• TRECHO:
>>>

Foi preciso jogo de cintura. “Para mim, a maior dificuldade foi com os trabalhadores. É muito difícil para eles lidarem com uma mulher dando ordens na propriedade”, explicou.
A história de Nita com os morangos começou com o encanto que teve ao ver uma safra pela primeira vez na propriedade de uma amiga. “Vi que era uma forma de empreender, pois ela plantava e não conseguia atender a demanda dela. Resolvi investir um dinheiro que estava parado. Levei meu esposo para conhecer a propriedade dela, ele ficou desacreditado, disse ‘nunca mexemos com isso’, mas eu pedi o voto de confiança dele”, conta a produtora, que diz que é a empreendedora da família e o marido, a parte administrativa.
Tânia Felix, Distrito Federal
A produtora Tânia, de Brazlândia, é de família ligada ao campo, que plantava cebolas e melancia em Barreiras, na Bahia. Chegou ao DF em 2016, morou na cidade e demorou um tempo até retornar às suas raízes. “Nós migramos da Bahia para cá, foi bem difícil. Na cidade, não encontramos o mesmo apoio do campo. Tivemos que aprender o manejo (morango, milho, pimenta-de-cheiro)”, disse.
Tânia fez diárias em outras propriedades para aprender como era o preparo da terra até o ponto da colheita. “Nas diárias, as pessoas foram receptivas, mas a parte masculina menos. Eles viam uma mulher na roça, pegando uma enxada, querendo capinar e não davam credibilidade”, afirmou. “Aqui na propriedade, os homens encaram de forma mais natural, porque tudo o que eu faço eles fazem, e já faço há mais tempo que alguns”, completou. “Não mudaria de vida, não voltaria para a cidade de jeito nenhum. Eu amo o campo”.
Alexandra Cossul, Mato Grosso
"O agro ainda é visto como um setor masculino, desde a atividade até as lideranças”, afirmou. Alexandra trabalha com a família e está encarregada da parte administrativa e financeira. “A geração da minha mãe foi criada e ensinada para ser do lar. Basicamente, essa foi a criação que eu tive e, a partir do momento que eu fiz uma faculdade e uma pós-graduação, vi que não era só isso”, disse.
Para ela, a tecnologia traz a necessidade de mão de obra qualificada e essa é a porta de entrada da mulher para o agro. “O administrativo de uma fazenda é essencial. Meu pai que está à frente, mas não tem o conhecimento que eu tenho de custo de produção, por exemplo.”

<<<

• INSTRUÇÕES DE TRABALHO:
A. Segundo o trecho, em que ano Tânia chegou ao DF?
B. Reúna todas as linhas dos registros que contêm a palavra "green".

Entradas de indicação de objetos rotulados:
>>>

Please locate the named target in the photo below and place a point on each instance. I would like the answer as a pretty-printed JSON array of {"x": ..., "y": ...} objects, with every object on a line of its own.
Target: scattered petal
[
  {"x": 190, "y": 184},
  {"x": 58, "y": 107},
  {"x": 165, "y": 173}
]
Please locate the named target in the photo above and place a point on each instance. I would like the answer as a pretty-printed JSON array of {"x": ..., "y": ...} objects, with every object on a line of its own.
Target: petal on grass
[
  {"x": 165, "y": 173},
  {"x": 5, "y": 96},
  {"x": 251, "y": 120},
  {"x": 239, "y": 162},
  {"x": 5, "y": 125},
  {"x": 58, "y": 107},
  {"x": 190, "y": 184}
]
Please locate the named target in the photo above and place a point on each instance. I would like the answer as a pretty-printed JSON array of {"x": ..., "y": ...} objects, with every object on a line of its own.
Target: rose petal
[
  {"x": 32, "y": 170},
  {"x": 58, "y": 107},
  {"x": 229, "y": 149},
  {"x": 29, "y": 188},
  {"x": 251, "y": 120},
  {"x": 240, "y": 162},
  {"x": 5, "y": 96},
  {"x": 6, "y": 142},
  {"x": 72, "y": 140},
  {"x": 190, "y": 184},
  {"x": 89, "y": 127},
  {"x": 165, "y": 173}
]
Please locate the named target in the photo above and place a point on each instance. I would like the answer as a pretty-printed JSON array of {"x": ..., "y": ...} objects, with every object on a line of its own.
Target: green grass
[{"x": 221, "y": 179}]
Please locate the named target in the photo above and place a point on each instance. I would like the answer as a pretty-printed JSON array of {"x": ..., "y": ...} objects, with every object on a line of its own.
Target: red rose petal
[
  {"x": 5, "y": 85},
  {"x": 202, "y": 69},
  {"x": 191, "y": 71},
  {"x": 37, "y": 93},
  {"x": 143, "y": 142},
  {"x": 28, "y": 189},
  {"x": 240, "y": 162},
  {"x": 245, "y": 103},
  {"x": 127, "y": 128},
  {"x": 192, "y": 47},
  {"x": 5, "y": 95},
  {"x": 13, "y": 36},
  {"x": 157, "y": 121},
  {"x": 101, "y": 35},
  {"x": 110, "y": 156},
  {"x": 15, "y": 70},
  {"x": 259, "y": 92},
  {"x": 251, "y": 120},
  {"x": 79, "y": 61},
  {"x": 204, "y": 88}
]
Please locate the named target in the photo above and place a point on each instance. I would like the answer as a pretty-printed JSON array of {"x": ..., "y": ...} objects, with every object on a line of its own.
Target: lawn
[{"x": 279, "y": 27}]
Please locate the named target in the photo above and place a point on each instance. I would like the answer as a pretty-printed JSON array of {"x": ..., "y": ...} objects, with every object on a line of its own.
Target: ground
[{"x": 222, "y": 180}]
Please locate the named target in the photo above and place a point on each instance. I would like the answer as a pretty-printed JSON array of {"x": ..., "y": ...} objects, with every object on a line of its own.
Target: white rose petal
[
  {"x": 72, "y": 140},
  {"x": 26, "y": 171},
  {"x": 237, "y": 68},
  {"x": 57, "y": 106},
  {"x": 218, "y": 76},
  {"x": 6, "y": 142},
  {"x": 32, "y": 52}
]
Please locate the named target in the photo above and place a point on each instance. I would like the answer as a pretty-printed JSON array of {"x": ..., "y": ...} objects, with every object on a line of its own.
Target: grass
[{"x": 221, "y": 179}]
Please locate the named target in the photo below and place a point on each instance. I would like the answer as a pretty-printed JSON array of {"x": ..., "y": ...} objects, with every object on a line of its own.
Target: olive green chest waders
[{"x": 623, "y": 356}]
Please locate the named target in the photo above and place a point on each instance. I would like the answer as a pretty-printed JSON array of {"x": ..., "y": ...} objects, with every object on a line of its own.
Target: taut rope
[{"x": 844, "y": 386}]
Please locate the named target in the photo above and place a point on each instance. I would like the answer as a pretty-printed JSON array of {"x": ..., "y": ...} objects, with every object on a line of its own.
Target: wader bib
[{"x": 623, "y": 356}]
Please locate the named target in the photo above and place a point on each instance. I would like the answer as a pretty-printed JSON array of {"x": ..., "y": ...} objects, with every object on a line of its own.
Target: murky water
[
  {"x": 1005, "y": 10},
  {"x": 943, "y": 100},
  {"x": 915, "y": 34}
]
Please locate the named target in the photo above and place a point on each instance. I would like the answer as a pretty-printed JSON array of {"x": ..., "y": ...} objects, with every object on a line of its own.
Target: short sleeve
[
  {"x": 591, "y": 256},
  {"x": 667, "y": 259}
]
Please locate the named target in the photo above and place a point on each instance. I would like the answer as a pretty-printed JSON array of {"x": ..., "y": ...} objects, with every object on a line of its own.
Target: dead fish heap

<<<

• LISTA DE RESPOSTAS:
A. Em 2016.

B.
Target: green grass
Target: olive green chest waders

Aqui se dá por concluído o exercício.